Stored dataset items:
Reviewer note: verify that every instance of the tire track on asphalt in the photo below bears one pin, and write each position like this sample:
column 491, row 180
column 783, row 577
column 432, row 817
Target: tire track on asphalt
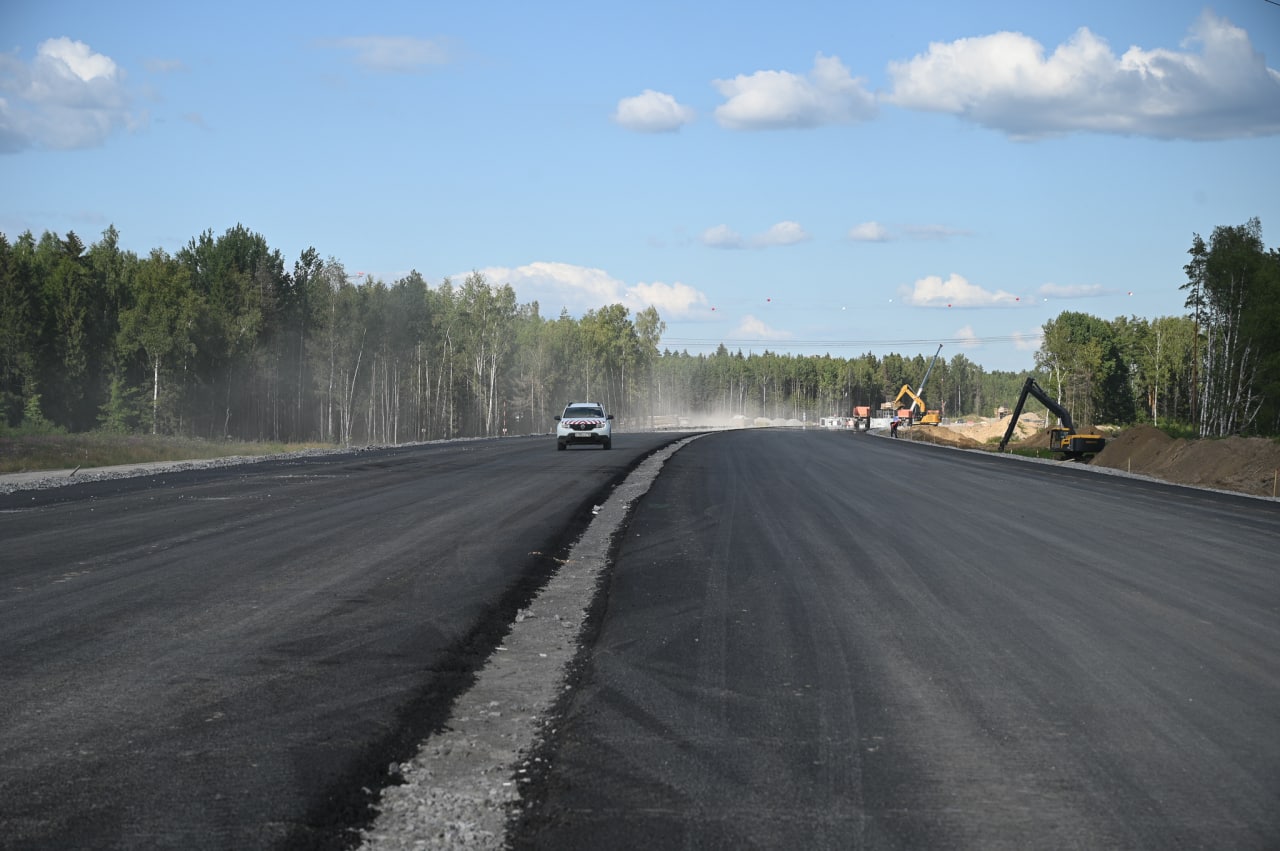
column 461, row 785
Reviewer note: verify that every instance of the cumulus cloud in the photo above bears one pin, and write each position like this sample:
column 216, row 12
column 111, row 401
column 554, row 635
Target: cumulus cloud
column 652, row 113
column 1070, row 291
column 68, row 97
column 954, row 292
column 671, row 300
column 784, row 233
column 581, row 288
column 1216, row 87
column 869, row 232
column 393, row 54
column 753, row 328
column 780, row 99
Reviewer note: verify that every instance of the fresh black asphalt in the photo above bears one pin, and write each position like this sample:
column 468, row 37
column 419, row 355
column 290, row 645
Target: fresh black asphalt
column 805, row 639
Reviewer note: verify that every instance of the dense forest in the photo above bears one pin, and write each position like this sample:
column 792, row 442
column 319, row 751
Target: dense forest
column 223, row 341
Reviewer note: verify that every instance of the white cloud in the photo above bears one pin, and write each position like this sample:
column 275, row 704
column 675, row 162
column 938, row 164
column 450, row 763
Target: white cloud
column 581, row 288
column 722, row 237
column 780, row 99
column 785, row 233
column 652, row 113
column 69, row 97
column 1216, row 87
column 869, row 232
column 753, row 328
column 954, row 292
column 394, row 54
column 671, row 300
column 1070, row 291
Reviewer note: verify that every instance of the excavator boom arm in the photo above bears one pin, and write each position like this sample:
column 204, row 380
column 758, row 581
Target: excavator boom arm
column 1033, row 388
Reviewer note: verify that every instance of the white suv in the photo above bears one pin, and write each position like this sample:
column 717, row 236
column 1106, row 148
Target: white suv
column 584, row 422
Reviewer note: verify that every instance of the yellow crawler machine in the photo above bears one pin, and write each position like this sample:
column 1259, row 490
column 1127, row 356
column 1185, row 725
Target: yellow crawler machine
column 1064, row 439
column 926, row 416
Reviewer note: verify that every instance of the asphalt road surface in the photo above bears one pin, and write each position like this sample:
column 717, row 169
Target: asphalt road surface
column 832, row 641
column 805, row 640
column 232, row 658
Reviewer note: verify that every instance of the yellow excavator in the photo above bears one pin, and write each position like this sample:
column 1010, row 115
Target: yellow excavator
column 1074, row 447
column 926, row 416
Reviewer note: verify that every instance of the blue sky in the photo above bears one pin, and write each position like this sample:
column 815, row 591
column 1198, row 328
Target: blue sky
column 805, row 177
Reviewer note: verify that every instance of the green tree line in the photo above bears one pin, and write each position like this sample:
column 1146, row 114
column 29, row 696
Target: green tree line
column 223, row 339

Work to complete: All lines from the one with "Target: asphalt road surface" onward to the end of the records above should be repeated exactly, and only those lines.

Output for this exercise:
Target: asphalt road surface
column 832, row 641
column 805, row 640
column 232, row 658
Reviewer note: verify that every instance of the yellow excavator in the photo above bears one pin, and write each position like this sample:
column 1010, row 115
Target: yellow excavator
column 1074, row 447
column 926, row 416
Reviewer note: verify that every instance of the blue sky in the photo above bears one pin, and write each position like this sample:
column 815, row 591
column 1198, row 328
Target: blue sky
column 805, row 177
Reviewer note: verify that every instance of the green tree line in the photo above bears one pin, and write each position like this sample:
column 1146, row 114
column 29, row 696
Target: green tree line
column 223, row 339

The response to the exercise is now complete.